◆ Work to be completed ◆
Recast the records below as a Markdown table with the columns "Row" and "Line Text," giving each nonblank line its own numbered row and leaving out the blank lines.

====

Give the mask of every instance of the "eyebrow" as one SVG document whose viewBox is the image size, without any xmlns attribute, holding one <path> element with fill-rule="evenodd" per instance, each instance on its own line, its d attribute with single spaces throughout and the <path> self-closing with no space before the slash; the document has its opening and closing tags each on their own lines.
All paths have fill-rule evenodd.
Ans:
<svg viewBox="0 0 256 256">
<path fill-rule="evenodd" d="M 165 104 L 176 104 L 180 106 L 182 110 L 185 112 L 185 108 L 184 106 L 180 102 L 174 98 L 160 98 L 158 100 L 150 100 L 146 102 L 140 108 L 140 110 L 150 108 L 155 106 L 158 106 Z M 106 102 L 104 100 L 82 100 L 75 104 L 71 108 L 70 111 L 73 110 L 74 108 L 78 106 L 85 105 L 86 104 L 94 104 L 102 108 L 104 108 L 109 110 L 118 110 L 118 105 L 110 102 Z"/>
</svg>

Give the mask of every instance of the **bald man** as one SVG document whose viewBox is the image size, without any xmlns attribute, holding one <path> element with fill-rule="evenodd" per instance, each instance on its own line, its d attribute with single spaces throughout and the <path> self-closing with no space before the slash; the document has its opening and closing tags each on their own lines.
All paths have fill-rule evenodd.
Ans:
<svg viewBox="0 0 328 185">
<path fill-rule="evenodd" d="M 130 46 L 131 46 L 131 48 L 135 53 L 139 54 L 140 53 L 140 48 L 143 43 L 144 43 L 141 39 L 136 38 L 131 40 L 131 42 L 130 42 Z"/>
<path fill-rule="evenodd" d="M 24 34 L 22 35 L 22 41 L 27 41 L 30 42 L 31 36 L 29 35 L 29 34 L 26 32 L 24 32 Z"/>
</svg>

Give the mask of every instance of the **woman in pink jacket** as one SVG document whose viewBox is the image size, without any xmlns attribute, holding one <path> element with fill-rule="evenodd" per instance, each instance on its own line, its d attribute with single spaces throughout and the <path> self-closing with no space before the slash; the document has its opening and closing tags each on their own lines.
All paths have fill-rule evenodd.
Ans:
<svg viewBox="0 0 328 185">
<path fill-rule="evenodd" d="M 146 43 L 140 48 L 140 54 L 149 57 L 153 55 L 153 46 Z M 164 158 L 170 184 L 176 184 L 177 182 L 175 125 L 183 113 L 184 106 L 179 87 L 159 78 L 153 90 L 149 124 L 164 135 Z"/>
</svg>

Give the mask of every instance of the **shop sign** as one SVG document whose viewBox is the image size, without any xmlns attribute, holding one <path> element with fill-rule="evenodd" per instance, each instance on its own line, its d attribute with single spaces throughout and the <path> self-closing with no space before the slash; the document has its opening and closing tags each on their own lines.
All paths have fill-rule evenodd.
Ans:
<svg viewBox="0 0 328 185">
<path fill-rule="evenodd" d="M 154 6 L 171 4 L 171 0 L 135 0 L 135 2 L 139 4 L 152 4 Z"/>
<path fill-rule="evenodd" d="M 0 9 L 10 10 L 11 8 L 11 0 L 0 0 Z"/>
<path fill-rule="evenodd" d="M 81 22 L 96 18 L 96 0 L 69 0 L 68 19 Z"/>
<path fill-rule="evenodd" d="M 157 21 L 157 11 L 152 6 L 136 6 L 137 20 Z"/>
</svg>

====

◆ Exercise output ◆
| Row | Line Text |
|---|---|
| 1 | Give the mask of every instance of the "eyebrow" as one SVG document whose viewBox is the image size, without any xmlns attribute, holding one <path> element with fill-rule="evenodd" per instance, each instance on its own line, its d attribute with single spaces throughout and the <path> self-closing with no space before the slash; the document has its opening and closing tags each on their own lines. |
| 2 | All paths have fill-rule evenodd. |
| 3 | Ans: |
| 4 | <svg viewBox="0 0 256 256"> |
| 5 | <path fill-rule="evenodd" d="M 165 104 L 176 104 L 180 106 L 182 110 L 185 112 L 185 108 L 184 106 L 180 102 L 174 98 L 160 98 L 158 100 L 150 100 L 146 102 L 140 108 L 140 110 L 150 108 L 155 106 L 158 106 Z M 106 102 L 104 100 L 82 100 L 75 104 L 71 108 L 70 111 L 73 110 L 74 108 L 78 106 L 85 105 L 86 104 L 94 104 L 102 108 L 104 108 L 109 110 L 118 110 L 118 105 L 110 102 Z"/> |
| 6 | </svg> |
| 7 | Give the mask of every instance of the **bald man** as one SVG document whose viewBox is the image size, without any xmlns attribute, holding one <path> element with fill-rule="evenodd" per instance, each instance on its own line, its d attribute with single spaces throughout and the <path> self-closing with no space before the slash; the document has its opening and closing tags each on their own lines. |
| 8 | All paths have fill-rule evenodd. |
| 9 | Ans: |
| 10 | <svg viewBox="0 0 328 185"> |
| 11 | <path fill-rule="evenodd" d="M 130 46 L 131 46 L 131 48 L 135 53 L 139 54 L 140 53 L 140 48 L 143 43 L 144 43 L 141 39 L 136 38 L 131 40 L 131 42 L 130 42 Z"/> |
| 12 | <path fill-rule="evenodd" d="M 24 34 L 22 35 L 22 41 L 27 41 L 30 42 L 31 36 L 29 35 L 29 34 L 26 32 L 24 32 Z"/> |
| 13 | </svg> |
| 14 | Give the mask of every instance of the **woman in pink jacket** as one SVG document whose viewBox is the image size, without any xmlns attribute, holding one <path> element with fill-rule="evenodd" per instance, each instance on its own line, its d attribute with single spaces throughout and the <path> self-closing with no space before the slash; the document has its opening and closing tags each on their own lines. |
| 15 | All paths have fill-rule evenodd. |
| 16 | Ans: |
| 17 | <svg viewBox="0 0 328 185"> |
| 18 | <path fill-rule="evenodd" d="M 146 43 L 140 48 L 140 54 L 149 57 L 153 55 L 153 46 Z M 164 158 L 170 184 L 176 184 L 177 182 L 175 125 L 183 113 L 184 106 L 179 87 L 159 78 L 153 90 L 149 124 L 164 135 Z"/> |
| 19 | </svg> |
| 20 | Give the mask of every instance of the **shop sign** as one SVG document whose viewBox is the image size, without any xmlns attribute, holding one <path> element with fill-rule="evenodd" per instance, each instance on its own line, its d attribute with single spaces throughout and the <path> self-closing with no space before the slash; the document has its opening and closing tags each on their own lines. |
| 21 | All paths have fill-rule evenodd. |
| 22 | Ans: |
| 23 | <svg viewBox="0 0 328 185"> |
| 24 | <path fill-rule="evenodd" d="M 154 6 L 171 4 L 171 0 L 135 0 L 135 2 L 139 4 L 152 4 Z"/> |
| 25 | <path fill-rule="evenodd" d="M 0 9 L 10 10 L 11 8 L 11 0 L 0 0 Z"/> |
| 26 | <path fill-rule="evenodd" d="M 81 22 L 96 18 L 96 0 L 69 0 L 68 19 Z"/> |
| 27 | <path fill-rule="evenodd" d="M 157 21 L 157 11 L 152 6 L 136 6 L 137 20 Z"/> |
| 28 | </svg> |